Judicial Institute of Maryland-Maryland Legal History Series, Part Two: The Revolutionary Generation (1765-1820)
For the Syllabus and reading material go to the web site, where you will need a user name: judge and a password: judge!.
This course will investigate the history of Maryland law and Maryland courts in the era of the American Revolution. Emphasis will be placed on the judicial implications of writing a State Constitution and its aftermath, encompassing the writing of the first State Constitution to the amendments adopting universal white manhood suffrage. Reading and discussion will focus on the historical context of constitution writing and its consequences as implemented and interpreted by the Maryland Courts prior to 1810. Particular attention will be paid to the people, the ideas, and the structure of the court system designed to implement and interpret Maryland law in the light of what the Constitution makers in 1776 and the legislature thereafter seemed to intend, and what English precedent seemed to demand. Unlike its neighbor Virginia, Maryland did not attempt to completely abandon its English statutory roots. Participants will be introduced to the resources for the study of Maryland legal history at the Maryland State Archives and on the web.

◆ Excerpted data ◆

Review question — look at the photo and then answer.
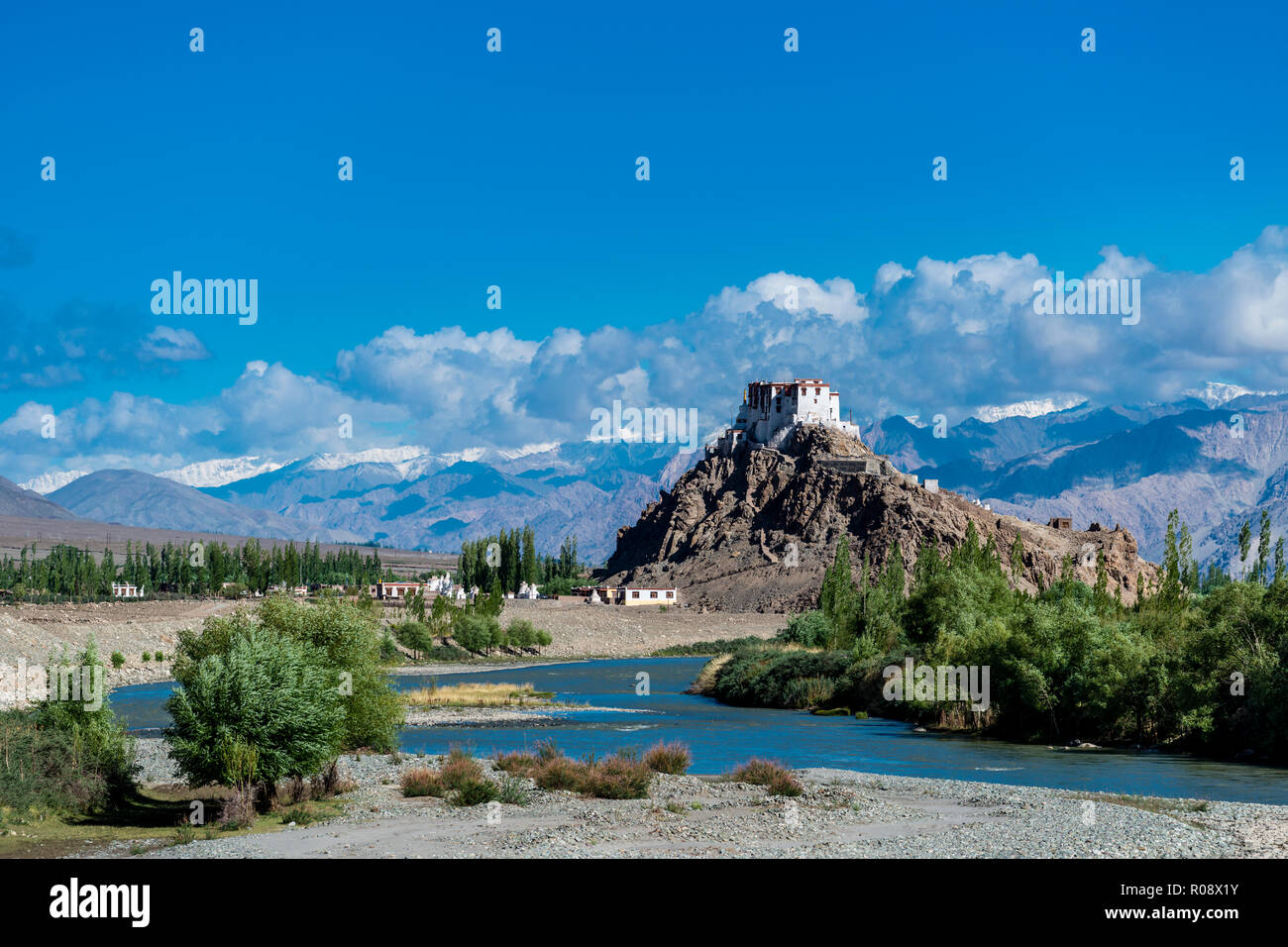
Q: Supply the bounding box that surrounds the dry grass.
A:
[403,683,550,707]
[644,742,693,776]
[496,743,659,798]
[725,759,805,796]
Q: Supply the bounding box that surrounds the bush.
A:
[492,751,540,776]
[438,746,483,789]
[711,646,851,710]
[725,759,805,796]
[777,608,832,648]
[166,629,345,788]
[172,595,403,753]
[532,754,585,791]
[644,742,693,776]
[394,621,434,657]
[452,612,501,655]
[0,638,138,814]
[218,786,259,831]
[496,776,528,805]
[451,777,498,805]
[505,618,537,651]
[402,767,447,798]
[765,771,805,796]
[577,754,653,798]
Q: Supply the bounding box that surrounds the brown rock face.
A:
[608,425,1158,612]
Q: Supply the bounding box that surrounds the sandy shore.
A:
[115,741,1288,858]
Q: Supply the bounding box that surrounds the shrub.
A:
[644,742,693,776]
[505,618,537,651]
[452,611,503,655]
[725,759,805,796]
[394,621,434,657]
[172,595,403,753]
[577,755,653,798]
[492,751,540,776]
[778,608,832,648]
[219,785,259,831]
[496,776,528,805]
[451,776,498,805]
[166,629,345,788]
[0,638,138,814]
[438,746,483,789]
[532,754,585,789]
[170,822,197,845]
[726,758,787,786]
[765,770,805,796]
[402,767,447,798]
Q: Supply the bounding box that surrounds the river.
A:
[111,657,1288,804]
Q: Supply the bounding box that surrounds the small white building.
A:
[368,582,421,599]
[112,582,143,598]
[618,585,677,605]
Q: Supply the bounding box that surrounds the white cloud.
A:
[12,227,1288,475]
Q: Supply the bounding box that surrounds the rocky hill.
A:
[608,425,1158,611]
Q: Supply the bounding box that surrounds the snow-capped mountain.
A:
[975,397,1086,424]
[18,471,89,496]
[1186,381,1283,407]
[157,456,283,487]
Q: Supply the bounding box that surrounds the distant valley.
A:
[15,394,1288,566]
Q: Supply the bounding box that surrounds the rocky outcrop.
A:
[608,425,1158,611]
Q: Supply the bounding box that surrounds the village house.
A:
[110,582,143,598]
[574,585,679,605]
[368,582,421,599]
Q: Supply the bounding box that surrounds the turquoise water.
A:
[112,657,1288,804]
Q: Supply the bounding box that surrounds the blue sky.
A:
[0,3,1288,476]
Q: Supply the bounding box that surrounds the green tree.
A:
[164,627,345,797]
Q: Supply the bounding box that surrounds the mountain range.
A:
[10,394,1288,571]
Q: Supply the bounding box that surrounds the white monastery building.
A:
[713,377,859,458]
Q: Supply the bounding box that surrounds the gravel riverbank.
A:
[123,740,1288,858]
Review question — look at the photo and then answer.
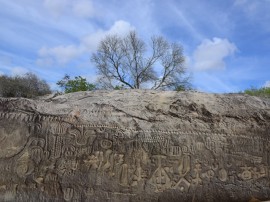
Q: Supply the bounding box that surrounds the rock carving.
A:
[0,90,270,201]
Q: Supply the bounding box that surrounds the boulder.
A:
[0,90,270,202]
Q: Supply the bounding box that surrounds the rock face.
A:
[0,90,270,202]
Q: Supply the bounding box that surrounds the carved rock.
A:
[0,90,270,202]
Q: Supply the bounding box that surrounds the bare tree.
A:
[91,31,189,89]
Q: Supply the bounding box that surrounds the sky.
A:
[0,0,270,93]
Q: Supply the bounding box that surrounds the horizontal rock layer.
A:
[0,90,270,201]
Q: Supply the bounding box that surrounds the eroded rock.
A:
[0,90,270,201]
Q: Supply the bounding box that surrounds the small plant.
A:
[56,74,96,93]
[244,87,270,97]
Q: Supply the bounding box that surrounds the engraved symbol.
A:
[218,168,228,182]
[238,166,252,180]
[150,155,171,192]
[100,139,112,149]
[192,162,202,185]
[63,188,74,201]
[174,178,190,192]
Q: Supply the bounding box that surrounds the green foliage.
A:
[0,73,51,98]
[175,85,187,92]
[244,87,270,97]
[56,74,96,93]
[114,85,125,90]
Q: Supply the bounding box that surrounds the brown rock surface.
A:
[0,90,270,201]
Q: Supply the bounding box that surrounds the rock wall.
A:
[0,90,270,202]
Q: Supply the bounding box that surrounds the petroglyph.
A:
[0,91,270,201]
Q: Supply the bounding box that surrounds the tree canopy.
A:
[57,74,96,93]
[91,31,189,90]
[0,72,51,98]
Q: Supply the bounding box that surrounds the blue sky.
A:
[0,0,270,93]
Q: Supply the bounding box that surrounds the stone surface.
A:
[0,90,270,202]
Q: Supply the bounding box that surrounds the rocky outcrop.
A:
[0,90,270,201]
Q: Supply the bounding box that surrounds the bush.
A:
[56,74,96,93]
[244,87,270,97]
[0,73,51,98]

◆ Written exercise 1 ◆
Translate this sentence from the Maryland legal history course description into Spanish: "Unlike its neighbor Virginia, Maryland did not attempt to completely abandon its English statutory roots."
◆ Written exercise 2 ◆
In the rows, take the part that opens with the line containing "Q: Supply the bounding box that surrounds the mountain" and closes with the line containing "[123,740,1288,858]". Output those lines as a numbered list, leaving out any blank lines.

◆ Result 1 ◆
A diferencia de su vecina Virginia, Maryland no intentó abandonar por completo sus raíces estatutarias inglesas.

◆ Result 2 ◆
1. Q: Supply the bounding box that surrounds the mountain range.
2. A:
3. [10,394,1288,571]
4. Q: Supply the bounding box that surrounds the white monastery building.
5. A:
6. [713,377,859,458]
7. Q: Supply the bounding box that surrounds the gravel riverbank.
8. A:
9. [123,740,1288,858]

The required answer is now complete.